Stored data
>>>

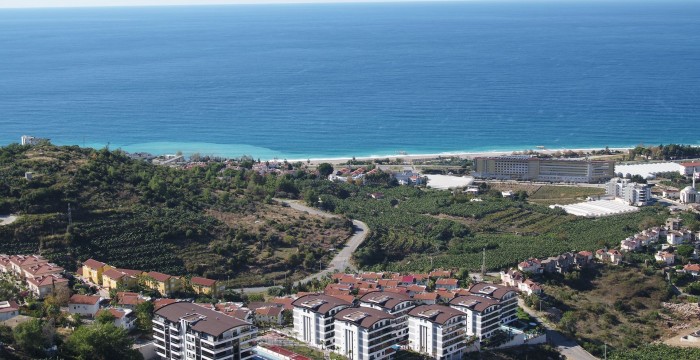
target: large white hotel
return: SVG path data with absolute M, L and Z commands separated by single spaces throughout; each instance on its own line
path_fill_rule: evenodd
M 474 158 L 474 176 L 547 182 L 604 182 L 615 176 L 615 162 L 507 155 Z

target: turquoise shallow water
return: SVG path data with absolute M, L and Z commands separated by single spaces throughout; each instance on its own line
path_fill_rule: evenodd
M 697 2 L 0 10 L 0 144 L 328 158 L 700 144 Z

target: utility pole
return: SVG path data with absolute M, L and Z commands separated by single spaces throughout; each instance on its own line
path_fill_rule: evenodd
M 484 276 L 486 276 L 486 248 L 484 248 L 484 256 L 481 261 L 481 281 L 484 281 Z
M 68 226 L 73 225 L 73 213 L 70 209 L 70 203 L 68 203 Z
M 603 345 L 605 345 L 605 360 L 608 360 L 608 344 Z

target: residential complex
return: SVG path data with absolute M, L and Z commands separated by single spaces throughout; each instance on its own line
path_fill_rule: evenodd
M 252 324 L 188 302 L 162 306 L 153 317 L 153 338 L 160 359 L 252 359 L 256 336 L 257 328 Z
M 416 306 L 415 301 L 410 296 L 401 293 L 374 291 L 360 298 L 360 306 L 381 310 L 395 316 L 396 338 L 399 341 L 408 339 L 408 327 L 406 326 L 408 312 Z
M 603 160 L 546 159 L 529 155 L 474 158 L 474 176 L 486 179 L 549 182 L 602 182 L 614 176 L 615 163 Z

<<<

YOUR OBJECTIVE: Go through the data line by line and say how many lines contain "target". Give the number alone.

RESPONSE: 4